Based on these criteria, the "practically viable scenarios" repeatedly mentioned by international organizations and regulators over the past year mainly cluster in three categories.
6.2 Cross-Border B2B Settlement: Instrumental Embedding in High-Friction Environments
Among all application scenarios, cross-border B2B settlement is considered one of the most practically breakthrough-prone areas for stablecoins—not due to technological novelty, but because of the long-standing structural frictions in traditional cross-border payment systems.
According to joint World Bank and BIS research on cross-border payments in 2024–2025, traditional cross-border B2B payments still face long settlement cycles (2–5 business days), multiple intermediary layers, and opaque fees in most corridors—especially pronounced in emerging markets and SME trade. These frictions provide real entry points for non-bank settlement tools.
In this scenario, stablecoins do not appear as "currency replacements," but are embedded more as optimized components of settlement paths. Regarding singleness, trading parties do not demand long-term, unconditional value stability from stablecoins, but only require they maintain their peg during contract fulfillment periods. This "transaction-unit-based" assessment of equivalence fundamentally differs from retail payments or public holding, where monetary uniformity is essential.
On elasticity, cross-border B2B settlement deliberately avoids macro monetary supply issues. Stablecoin usage scale is determined by specific trade activities, not by countercyclical adjustments or liquidity backstops. Their supply elasticity is compressed within commercial logic, reducing institutional demands for public liquidity support.
On integrity, the governance foundation here is relatively clear. Participants are typically regulated enterprises or financial intermediaries, with explicit transaction backgrounds and pre-allocated AML, sanctions screening, and compliance responsibilities. Stablecoins do not form independent payment networks outside existing rules, but are embedded within current compliance processes.
It is precisely under these highly constrained conditions that stablecoins exhibit a "low institutional friction" usability in cross-border B2B settlement. This does not mean they have crossed all institutional chasms, but indicates that in specific commercial structures, some chasms can be temporarily bypassed.
6.3 Corporate Treasury Management and Inter-Institutional Settlement: De-Publicized Institutional Buffer Zones
Compared to cross-border trade, stablecoin use in corporate treasury management and inter-institutional settlement further weakens their "monetary attributes."
In these scenarios, stablecoins often serve within enterprise groups, long-term cooperating institutions, or specific financial infrastructure nodes—functioning more like internal or semi-internal settlement tools. According to IMF and multiple central banks’ 2024 research on digital settlement tools, enterprise-level applications prioritize "controllability, reconcilability, and auditability" over whether the tool is legal tender.

Information shown
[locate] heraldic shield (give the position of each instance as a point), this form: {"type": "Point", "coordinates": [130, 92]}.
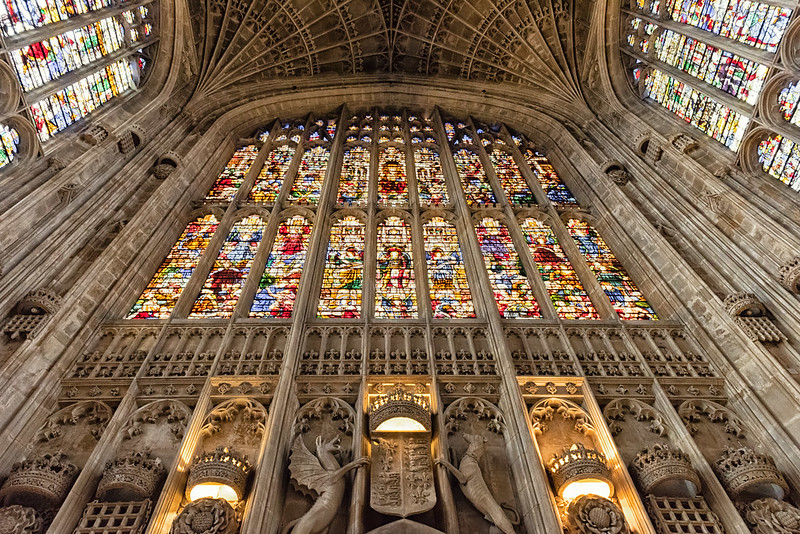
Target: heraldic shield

Exercise goal
In one to three sentences, explain why the stablecoin passage says cross-border B2B settlement is one of the areas where stablecoins are most likely to break through in practice. The lines were drawn from a different source than the text.

Answer to this task
The reason is not new technology. It is the long-standing structural frictions in traditional cross-border payment systems: in most corridors, cross-border B2B payments still involve settlement cycles of 2–5 business days, multiple intermediary layers, and opaque fees, especially in emerging markets and SME trade. These frictions give non-bank settlement tools real entry points.